## Start Passage to read
The Sunday Post: Halloween Fun

With Halloween happening on a weekday night this year, my friends and I had a bit of seasonal fun this weekend at this lovely place: Glamis Castle.

 

 

Glamis is my favourite castle hands down (and I have visited ... many). It's not just the Macbeth connection, or the connection with Queen Mother, or anything like that, it is because they (still privately owned by the Strathmores) really care about the place and about making visitors feel welcome. There is always something special about what they put on. And it is a community thing - the castle is staffed by locals who have been there for a long time, the guides have been there forever, the old castle kitchens (now the restaurant) uses local produce from the estate, etc. I seriously love visiting this place and try to do so at least once every year. 

 
This year, the castle put on a Halloween event - A Halloween themed tour of the castle and they also made up a Macbeth inspired walk around the grounds that was fitted with sculptures and a light and sound installation.
 
 
One of my friends has problems with her eyesight at the moment and can't really manage well in the dark. So, we decided to get there in the afternoon and walk around the castle gardens and woods first, while there was still daylight.
It was so much fun. The other friend who came was a bit sceptical at first because, well, how much fun can trees with lights really be, right? However, we spent nearly the whole walk laughing and being shocked by the sounds. At one point my sceptical friend found a big, bright red button in from of the witches sculpture - of course she pressed it! The thunder, lightning, and smoke that ensued set us jumping. One of us even lost her shoe! Seriously, we had so much fun.
## End Passage to read
## Start Supplied data
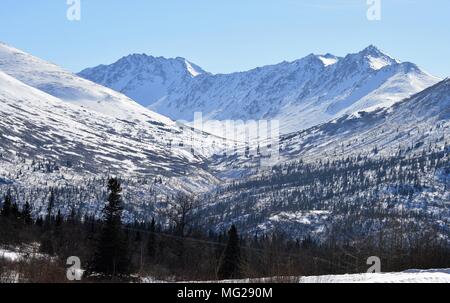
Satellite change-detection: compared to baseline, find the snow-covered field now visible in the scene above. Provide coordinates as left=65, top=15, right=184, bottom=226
left=300, top=269, right=450, bottom=283
left=152, top=269, right=450, bottom=283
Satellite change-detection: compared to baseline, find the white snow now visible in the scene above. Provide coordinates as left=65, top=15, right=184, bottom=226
left=319, top=56, right=339, bottom=66
left=80, top=46, right=440, bottom=136
left=299, top=269, right=450, bottom=283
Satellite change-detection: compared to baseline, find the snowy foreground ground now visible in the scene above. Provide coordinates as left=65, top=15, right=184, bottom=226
left=0, top=249, right=450, bottom=283
left=143, top=269, right=450, bottom=283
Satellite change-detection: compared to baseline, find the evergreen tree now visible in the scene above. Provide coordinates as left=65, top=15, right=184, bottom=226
left=217, top=225, right=241, bottom=280
left=92, top=178, right=130, bottom=276
left=46, top=190, right=55, bottom=226
left=147, top=218, right=156, bottom=259
left=1, top=191, right=12, bottom=217
left=11, top=203, right=20, bottom=219
left=22, top=201, right=33, bottom=225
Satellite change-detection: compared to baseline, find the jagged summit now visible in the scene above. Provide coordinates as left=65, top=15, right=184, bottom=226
left=80, top=45, right=441, bottom=133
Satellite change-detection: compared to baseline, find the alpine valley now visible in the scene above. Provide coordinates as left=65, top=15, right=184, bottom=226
left=0, top=44, right=450, bottom=242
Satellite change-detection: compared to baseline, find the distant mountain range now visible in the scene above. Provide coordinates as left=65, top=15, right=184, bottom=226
left=79, top=46, right=441, bottom=134
left=0, top=44, right=450, bottom=240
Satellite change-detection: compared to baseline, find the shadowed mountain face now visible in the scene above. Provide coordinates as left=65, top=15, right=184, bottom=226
left=79, top=46, right=440, bottom=133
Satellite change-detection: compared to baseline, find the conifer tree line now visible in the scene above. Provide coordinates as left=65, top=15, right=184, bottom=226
left=0, top=145, right=450, bottom=280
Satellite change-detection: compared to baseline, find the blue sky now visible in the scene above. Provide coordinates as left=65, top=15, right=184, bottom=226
left=0, top=0, right=450, bottom=77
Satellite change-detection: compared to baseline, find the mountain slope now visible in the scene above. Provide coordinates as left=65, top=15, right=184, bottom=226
left=202, top=79, right=450, bottom=243
left=80, top=46, right=440, bottom=133
left=0, top=68, right=229, bottom=197
left=0, top=43, right=173, bottom=124
left=79, top=54, right=205, bottom=106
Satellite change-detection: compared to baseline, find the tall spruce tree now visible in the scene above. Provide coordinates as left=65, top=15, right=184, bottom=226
left=92, top=178, right=130, bottom=277
left=217, top=225, right=241, bottom=280
left=1, top=191, right=12, bottom=217
left=147, top=218, right=156, bottom=259
left=22, top=201, right=33, bottom=225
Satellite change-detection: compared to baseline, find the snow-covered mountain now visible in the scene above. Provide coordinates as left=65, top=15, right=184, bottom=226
left=0, top=44, right=234, bottom=200
left=202, top=79, right=450, bottom=241
left=0, top=72, right=223, bottom=190
left=79, top=54, right=206, bottom=106
left=80, top=46, right=440, bottom=133
left=0, top=43, right=173, bottom=124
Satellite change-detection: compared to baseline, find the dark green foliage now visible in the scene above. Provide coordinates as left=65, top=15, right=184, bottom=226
left=22, top=201, right=33, bottom=225
left=1, top=191, right=12, bottom=217
left=92, top=178, right=130, bottom=276
left=217, top=225, right=241, bottom=280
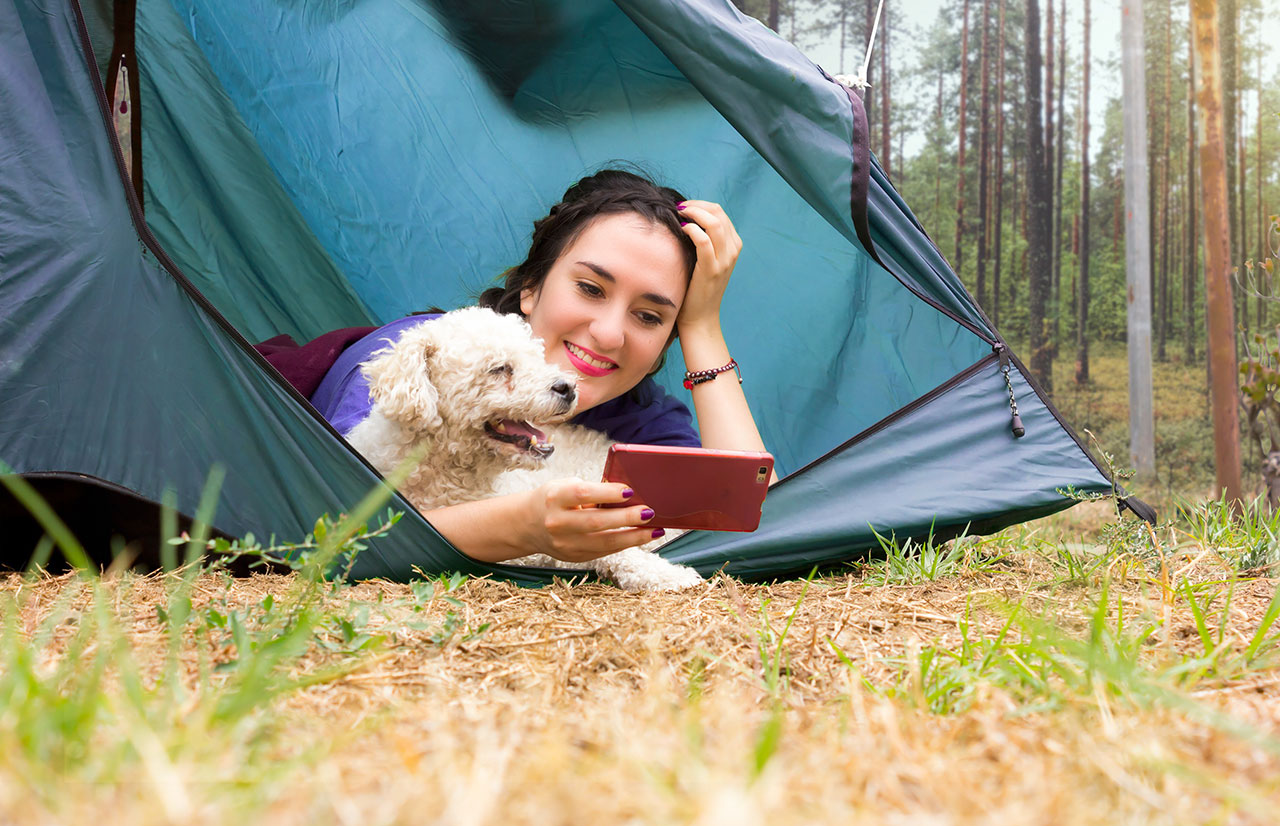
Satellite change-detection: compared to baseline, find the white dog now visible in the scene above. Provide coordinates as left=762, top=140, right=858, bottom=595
left=347, top=307, right=703, bottom=590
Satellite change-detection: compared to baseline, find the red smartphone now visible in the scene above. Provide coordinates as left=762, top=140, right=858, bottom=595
left=604, top=444, right=773, bottom=531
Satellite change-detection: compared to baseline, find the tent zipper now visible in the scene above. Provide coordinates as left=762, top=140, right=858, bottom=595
left=70, top=0, right=391, bottom=476
left=992, top=342, right=1027, bottom=439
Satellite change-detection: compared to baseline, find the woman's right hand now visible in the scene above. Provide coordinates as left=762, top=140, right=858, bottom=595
left=526, top=479, right=662, bottom=562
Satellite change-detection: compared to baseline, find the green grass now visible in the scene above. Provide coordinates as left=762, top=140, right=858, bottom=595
left=0, top=458, right=1280, bottom=825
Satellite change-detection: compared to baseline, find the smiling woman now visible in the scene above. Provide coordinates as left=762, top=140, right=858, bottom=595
left=311, top=169, right=764, bottom=562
## End Supplied data
• _Task requirements_
1. In the Glamis Castle post, who still privately owns the castle?
2. Print everything in the Glamis Castle post from "This year, the" down to "and sound installation.".
3. Carry on the Glamis Castle post from where it stops.

• _Expected answers_
1. The Strathmores.

2.
This year, the castle put on a Halloween event - A Halloween themed tour of the castle and they also made up a Macbeth inspired walk around the grounds that was fitted with sculptures and a light and sound installation.

3.
After the woods, we joined the castle tour that we had booked. It was fab! They had dimmed the lights so the parts of the castle were completely dark, others just lit by candles. They decorated everything with gargoyles, skeletons, cob webs ... and live actors dressed as ghosts, zombies, knights, witches...all turning up at random times to make you feel really, erm, uneasy. 
 
(This photo was one I found on the Glamis Castle Facebook page.)
 
The tour told only of the castle's ghosts and gory stories, and a little history. Not much history, tho, because this was a Halloween tour and there were kids present (who might have been bored). And still, we all learned something new. 
 
At the end of the tour, I ended up as a tribute to the resident witches but managed to escape just in time to follow my friends to the old castle kitchens for homemade roast pumpkin soup and a well deserved and absolutely huge pot of tea. 
 
 
So much fun.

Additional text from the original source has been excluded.